## [TO-DO LIST]
- a) Print the stretch of the Lightroom forum thread from "Brian you are" through "Before / After.", with every word unchanged.
- b) In the Lightroom forum thread, which key does Denis de Gannes recommend pressing in the Develop Module to see the Before / After view?

## [SOURCE EXTRACT]
>>>>>

# Before and After photo are different.



## brian09223 (Sep 16, 2015)

I have done something to my Lightroom that has changed the "before" and "after" preview in the Develop Module. Instead of the "after" picture being the one that was developed from the "before" picture, it is the the next picture in sequence. I don't know how to change it back . What have I done?


----------



## Jim Wilde (Sep 16, 2015)

Sounds most odd. Can you show us a screenshot of the problem?


----------



## brian09223 (Sep 16, 2015)

When I get home I will.


----------



## brian09223 (Sep 18, 2015)

The first photo was edited. When I press "C" for compare this is what happens.


----------



## Ian.B (Sep 18, 2015)

I have worked it out now!
"C" is for comparing two different photos Library and cannot be used in Develop

You can use "\" for a full size view

 or this


----------



## Ian.B (Sep 18, 2015)

https://www.video2brain.com/en/lessons/seeing-a-before-and-after-view


----------



## Denis de Gannes (Sep 18, 2015)

brian09223 said:


> The first photo was edited. When I press "C" for compare this is what happens.



Brian you are in the Library module "Compare" is for making a comparison of two different images. Before and After comparison is something different.
Try using Y instead of C in the Develop Module to see Before / After.


----------



## brian09223 (Sep 21, 2015)

I figured it out after all the info I got from this forum. I wasn't paying attention when I pressed the "C" for compare and was sent to the Library module. The other problem was the tool bar beneath the picture with the two Y's for compare was not turned on.  I will try and be more aware from now on(but I doubt it).
Thanks for  the help

Brian


----------



## Ian.B (Sep 22, 2015)

no need to apologize IMO Brain; we have all been there.  I have to admit I had to go into LR and fiddle around until the penny dropped and I bet 100 others [and me] learnt something about  "C" mode. I might even use it now lol


----------

<<<<<

## [ENTRIES SHOWN]
>>>>>

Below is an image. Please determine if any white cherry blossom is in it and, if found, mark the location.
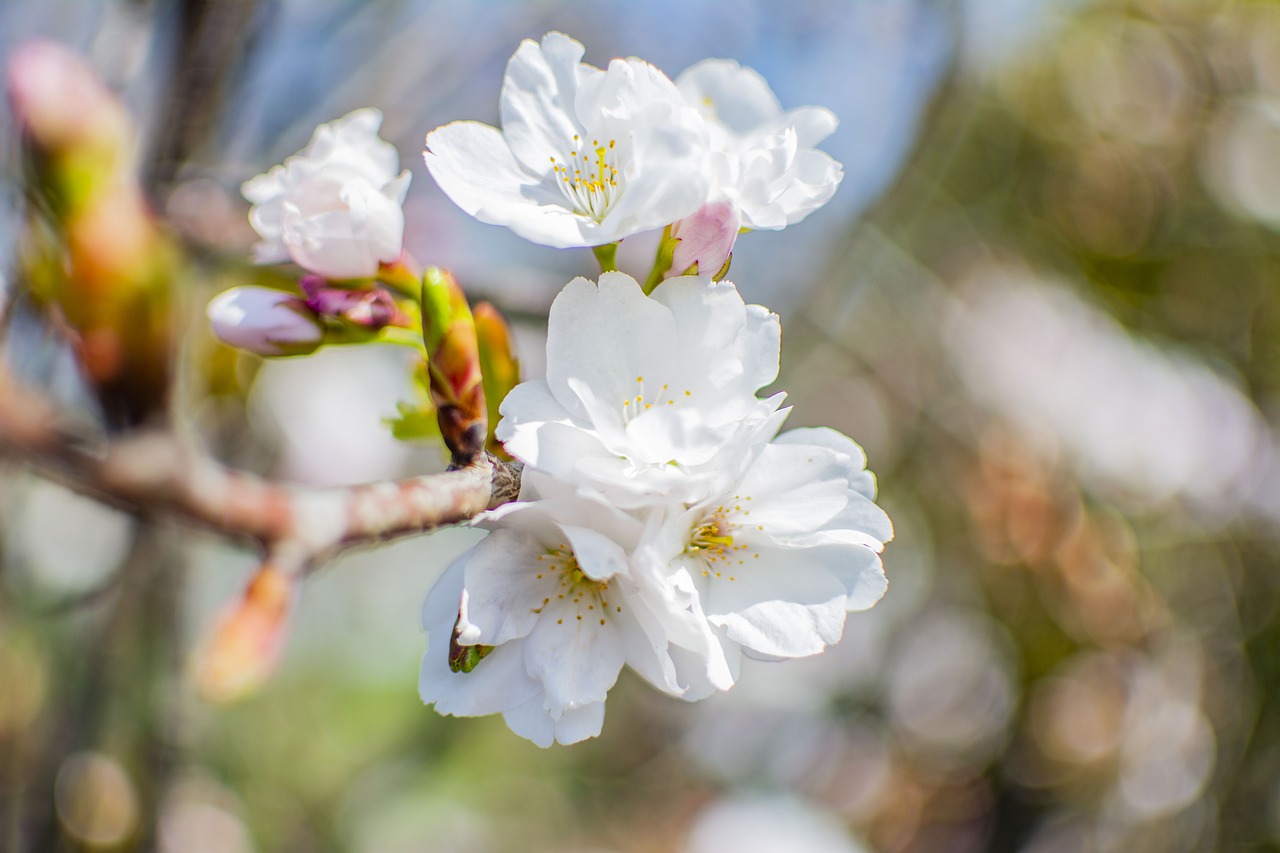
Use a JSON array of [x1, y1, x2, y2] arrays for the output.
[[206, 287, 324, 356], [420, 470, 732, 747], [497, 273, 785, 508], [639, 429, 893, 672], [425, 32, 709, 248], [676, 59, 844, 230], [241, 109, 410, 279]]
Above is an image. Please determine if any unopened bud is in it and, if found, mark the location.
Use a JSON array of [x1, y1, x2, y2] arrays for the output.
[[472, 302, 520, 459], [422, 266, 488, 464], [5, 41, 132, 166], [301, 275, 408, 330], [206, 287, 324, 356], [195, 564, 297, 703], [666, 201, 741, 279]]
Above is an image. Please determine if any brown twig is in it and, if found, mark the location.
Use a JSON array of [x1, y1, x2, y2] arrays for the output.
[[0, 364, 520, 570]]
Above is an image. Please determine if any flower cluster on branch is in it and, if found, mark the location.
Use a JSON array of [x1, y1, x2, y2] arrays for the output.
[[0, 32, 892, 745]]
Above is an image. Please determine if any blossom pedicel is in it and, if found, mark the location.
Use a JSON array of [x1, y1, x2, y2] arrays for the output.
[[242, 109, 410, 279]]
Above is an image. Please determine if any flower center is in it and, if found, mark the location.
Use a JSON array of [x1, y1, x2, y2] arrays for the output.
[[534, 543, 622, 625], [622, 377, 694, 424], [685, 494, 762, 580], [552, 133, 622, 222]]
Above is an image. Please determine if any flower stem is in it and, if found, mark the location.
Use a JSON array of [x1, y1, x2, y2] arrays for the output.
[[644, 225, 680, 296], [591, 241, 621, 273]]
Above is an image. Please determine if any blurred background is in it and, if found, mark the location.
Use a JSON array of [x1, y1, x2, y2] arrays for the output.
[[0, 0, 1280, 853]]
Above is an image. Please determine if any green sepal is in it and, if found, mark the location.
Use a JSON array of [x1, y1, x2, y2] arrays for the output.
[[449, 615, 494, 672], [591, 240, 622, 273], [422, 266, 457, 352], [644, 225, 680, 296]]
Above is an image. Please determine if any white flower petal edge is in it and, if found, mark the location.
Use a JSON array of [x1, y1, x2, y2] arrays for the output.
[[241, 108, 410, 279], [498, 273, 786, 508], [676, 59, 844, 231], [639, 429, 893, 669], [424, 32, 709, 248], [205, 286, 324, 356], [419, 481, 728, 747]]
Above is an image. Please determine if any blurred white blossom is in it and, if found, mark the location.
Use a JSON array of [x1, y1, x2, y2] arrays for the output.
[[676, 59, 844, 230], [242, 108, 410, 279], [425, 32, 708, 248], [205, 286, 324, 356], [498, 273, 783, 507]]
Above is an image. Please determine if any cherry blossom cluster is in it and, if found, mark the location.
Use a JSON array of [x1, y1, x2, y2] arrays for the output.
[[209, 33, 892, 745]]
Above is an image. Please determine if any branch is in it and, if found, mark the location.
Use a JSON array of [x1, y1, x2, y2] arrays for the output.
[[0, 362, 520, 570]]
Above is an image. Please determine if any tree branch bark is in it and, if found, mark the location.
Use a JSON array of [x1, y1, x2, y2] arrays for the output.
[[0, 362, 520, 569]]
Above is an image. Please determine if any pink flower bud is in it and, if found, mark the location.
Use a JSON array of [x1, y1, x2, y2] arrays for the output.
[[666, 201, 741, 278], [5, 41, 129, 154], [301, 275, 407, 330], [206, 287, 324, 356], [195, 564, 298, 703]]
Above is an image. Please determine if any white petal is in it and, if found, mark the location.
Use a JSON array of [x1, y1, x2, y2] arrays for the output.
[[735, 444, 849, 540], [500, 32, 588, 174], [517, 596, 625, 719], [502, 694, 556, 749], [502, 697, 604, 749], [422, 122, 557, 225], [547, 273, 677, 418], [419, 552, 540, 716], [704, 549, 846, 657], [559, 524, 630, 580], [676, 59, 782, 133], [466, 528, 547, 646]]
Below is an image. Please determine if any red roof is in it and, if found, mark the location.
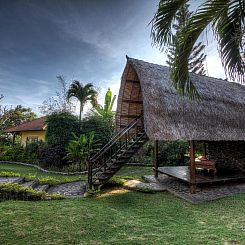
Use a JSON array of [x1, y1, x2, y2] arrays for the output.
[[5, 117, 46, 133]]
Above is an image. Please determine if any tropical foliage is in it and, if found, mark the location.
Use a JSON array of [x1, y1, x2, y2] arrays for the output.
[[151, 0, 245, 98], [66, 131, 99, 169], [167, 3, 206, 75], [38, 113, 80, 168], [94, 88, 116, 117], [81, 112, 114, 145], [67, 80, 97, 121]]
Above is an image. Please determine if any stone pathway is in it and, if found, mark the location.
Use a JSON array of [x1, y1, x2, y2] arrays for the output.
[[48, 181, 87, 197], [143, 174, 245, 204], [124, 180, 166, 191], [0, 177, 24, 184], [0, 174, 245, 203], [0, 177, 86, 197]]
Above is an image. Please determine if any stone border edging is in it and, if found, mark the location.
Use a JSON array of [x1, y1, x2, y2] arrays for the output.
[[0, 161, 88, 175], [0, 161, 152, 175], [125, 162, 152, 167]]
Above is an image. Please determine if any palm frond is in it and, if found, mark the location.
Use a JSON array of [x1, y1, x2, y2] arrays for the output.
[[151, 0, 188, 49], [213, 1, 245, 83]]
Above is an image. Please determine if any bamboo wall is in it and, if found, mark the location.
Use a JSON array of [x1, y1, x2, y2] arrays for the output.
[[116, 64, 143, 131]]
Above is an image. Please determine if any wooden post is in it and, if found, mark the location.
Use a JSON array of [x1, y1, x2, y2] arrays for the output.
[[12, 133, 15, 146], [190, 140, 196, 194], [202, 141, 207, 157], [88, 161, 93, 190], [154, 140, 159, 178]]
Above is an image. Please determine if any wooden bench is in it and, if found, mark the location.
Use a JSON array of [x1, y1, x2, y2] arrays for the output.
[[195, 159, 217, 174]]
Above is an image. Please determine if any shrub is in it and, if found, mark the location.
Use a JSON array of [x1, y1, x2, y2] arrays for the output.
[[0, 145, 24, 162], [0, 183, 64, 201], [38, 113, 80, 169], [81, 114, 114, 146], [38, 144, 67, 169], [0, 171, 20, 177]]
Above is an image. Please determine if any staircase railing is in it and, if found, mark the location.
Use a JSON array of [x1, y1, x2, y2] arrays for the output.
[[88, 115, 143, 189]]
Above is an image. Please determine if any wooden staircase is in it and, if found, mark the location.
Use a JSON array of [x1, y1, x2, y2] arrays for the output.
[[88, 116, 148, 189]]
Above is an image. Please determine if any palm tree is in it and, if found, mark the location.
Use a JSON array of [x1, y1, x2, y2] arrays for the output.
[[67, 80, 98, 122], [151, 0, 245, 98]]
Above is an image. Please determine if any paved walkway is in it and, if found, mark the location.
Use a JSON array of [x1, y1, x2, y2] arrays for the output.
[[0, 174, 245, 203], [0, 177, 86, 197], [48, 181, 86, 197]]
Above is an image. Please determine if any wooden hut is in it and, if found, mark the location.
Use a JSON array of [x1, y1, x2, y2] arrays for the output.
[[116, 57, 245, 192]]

<<<<<
>>>>>

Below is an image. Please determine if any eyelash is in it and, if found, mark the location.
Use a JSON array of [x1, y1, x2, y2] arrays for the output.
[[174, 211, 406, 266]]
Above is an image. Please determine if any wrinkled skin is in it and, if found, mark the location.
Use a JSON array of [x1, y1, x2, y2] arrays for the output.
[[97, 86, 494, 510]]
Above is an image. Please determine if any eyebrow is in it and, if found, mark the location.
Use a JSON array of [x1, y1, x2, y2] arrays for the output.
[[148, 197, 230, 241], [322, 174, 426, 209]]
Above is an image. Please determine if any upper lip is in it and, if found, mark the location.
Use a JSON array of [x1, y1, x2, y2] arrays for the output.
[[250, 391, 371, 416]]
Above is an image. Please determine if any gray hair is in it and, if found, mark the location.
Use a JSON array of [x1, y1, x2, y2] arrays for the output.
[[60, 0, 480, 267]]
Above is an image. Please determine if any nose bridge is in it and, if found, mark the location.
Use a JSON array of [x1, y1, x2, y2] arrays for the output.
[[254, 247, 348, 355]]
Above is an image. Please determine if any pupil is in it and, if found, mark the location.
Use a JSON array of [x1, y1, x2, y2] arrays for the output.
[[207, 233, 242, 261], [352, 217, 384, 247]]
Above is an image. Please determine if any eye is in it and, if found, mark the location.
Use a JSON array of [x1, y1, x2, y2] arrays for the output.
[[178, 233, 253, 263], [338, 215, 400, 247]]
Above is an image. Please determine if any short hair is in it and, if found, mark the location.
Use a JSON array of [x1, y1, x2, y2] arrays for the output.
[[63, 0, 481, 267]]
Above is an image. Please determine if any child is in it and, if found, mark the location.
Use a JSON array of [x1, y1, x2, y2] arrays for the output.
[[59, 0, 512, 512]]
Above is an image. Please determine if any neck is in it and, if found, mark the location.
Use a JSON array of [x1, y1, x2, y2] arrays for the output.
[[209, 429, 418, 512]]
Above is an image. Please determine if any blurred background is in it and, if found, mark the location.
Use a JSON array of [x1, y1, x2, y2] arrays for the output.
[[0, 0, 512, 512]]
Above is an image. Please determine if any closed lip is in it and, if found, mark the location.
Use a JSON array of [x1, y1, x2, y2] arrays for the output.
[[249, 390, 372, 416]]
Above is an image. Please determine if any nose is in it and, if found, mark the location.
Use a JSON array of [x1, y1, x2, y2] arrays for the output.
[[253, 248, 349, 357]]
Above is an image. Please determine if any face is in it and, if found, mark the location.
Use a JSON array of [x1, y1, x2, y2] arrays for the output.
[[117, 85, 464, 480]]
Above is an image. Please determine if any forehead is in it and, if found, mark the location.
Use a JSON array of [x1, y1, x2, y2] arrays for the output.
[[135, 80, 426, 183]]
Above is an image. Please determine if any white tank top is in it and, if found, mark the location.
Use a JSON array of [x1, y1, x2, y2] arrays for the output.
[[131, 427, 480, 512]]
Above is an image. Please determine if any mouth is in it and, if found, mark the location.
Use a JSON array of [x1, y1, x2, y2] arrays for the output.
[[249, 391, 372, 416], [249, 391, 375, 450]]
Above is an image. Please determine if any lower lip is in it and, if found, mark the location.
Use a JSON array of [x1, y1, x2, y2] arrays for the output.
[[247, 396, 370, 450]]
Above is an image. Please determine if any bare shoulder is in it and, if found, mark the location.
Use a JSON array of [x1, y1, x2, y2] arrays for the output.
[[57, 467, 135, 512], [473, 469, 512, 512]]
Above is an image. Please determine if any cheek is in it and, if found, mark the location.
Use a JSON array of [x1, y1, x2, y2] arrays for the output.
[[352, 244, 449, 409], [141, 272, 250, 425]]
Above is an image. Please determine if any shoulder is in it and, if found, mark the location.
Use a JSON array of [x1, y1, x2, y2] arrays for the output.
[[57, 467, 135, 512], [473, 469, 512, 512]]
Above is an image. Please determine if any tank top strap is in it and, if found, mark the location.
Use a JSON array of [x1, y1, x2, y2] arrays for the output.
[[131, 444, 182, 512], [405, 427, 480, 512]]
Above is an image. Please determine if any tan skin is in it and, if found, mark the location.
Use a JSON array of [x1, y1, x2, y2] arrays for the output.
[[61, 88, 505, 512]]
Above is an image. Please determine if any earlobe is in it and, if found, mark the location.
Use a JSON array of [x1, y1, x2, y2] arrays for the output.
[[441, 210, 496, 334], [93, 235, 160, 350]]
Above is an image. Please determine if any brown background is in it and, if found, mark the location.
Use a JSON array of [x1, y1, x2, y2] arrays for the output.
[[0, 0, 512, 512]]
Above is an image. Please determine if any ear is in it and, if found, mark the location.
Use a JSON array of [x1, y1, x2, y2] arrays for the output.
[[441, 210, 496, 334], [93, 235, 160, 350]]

<<<<<
>>>>>

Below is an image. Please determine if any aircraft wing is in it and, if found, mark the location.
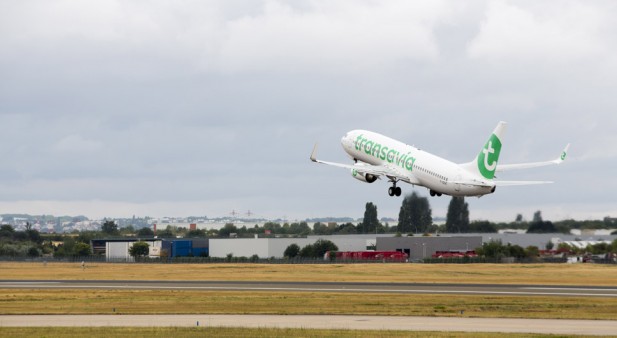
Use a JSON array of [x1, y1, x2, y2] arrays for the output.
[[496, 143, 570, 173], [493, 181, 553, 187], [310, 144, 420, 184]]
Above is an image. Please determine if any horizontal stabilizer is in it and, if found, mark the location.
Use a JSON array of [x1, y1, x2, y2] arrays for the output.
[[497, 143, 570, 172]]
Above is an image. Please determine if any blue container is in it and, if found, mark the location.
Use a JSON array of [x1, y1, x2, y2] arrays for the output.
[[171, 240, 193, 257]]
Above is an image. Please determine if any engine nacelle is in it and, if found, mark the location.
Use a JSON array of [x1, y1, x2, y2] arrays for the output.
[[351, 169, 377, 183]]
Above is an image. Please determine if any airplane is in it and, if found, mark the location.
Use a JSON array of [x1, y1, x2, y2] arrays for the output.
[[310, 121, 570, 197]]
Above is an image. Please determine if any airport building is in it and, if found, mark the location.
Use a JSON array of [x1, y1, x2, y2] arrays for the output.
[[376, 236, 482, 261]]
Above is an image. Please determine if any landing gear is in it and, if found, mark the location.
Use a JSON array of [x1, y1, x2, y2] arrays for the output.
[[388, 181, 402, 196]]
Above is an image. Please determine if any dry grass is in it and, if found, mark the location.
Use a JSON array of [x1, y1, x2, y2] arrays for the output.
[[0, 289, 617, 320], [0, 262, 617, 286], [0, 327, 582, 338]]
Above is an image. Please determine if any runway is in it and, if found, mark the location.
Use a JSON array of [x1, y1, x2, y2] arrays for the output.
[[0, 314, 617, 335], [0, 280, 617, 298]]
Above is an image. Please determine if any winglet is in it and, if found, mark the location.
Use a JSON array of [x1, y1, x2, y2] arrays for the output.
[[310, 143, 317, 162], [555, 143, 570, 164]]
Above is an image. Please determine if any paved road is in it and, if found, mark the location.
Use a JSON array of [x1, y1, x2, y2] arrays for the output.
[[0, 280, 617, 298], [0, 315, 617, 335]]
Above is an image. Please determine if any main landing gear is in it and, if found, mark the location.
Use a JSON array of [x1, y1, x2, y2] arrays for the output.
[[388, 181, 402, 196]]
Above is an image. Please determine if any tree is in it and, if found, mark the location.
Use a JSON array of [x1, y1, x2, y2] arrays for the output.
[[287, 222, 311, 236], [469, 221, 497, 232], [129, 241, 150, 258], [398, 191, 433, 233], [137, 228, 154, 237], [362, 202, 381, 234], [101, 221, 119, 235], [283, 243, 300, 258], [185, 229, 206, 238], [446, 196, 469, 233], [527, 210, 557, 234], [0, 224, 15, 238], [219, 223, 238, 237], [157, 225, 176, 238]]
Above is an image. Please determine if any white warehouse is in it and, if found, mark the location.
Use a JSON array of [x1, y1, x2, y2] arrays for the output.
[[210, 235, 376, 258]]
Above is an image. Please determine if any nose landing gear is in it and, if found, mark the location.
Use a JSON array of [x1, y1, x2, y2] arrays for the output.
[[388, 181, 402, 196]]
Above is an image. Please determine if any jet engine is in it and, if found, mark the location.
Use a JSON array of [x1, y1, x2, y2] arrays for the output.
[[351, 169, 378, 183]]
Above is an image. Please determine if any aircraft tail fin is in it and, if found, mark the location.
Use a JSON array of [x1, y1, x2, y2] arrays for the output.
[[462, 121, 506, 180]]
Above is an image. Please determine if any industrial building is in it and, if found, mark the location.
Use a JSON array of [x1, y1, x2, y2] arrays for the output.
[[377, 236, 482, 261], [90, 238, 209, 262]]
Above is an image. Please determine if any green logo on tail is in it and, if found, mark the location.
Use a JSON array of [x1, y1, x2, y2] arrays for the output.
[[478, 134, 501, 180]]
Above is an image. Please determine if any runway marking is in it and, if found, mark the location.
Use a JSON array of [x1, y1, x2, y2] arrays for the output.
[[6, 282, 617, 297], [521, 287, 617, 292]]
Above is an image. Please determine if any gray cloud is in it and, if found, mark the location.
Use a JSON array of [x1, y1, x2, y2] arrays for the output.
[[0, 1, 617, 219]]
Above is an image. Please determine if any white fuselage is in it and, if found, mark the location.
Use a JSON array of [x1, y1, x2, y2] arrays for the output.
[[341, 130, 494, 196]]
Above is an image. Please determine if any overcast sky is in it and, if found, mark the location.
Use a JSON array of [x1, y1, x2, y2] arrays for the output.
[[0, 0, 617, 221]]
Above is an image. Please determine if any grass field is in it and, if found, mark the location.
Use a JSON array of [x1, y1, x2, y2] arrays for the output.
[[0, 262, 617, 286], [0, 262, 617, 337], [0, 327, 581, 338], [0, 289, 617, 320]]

<<<<<

## [RESPONSES PER TASK]
- a)
Brian you are in the Library module "Compare" is for making a comparison of two different images. Before and After comparison is something different.
Try using Y instead of C in the Develop Module to see Before / After.

- b) Y, instead of C.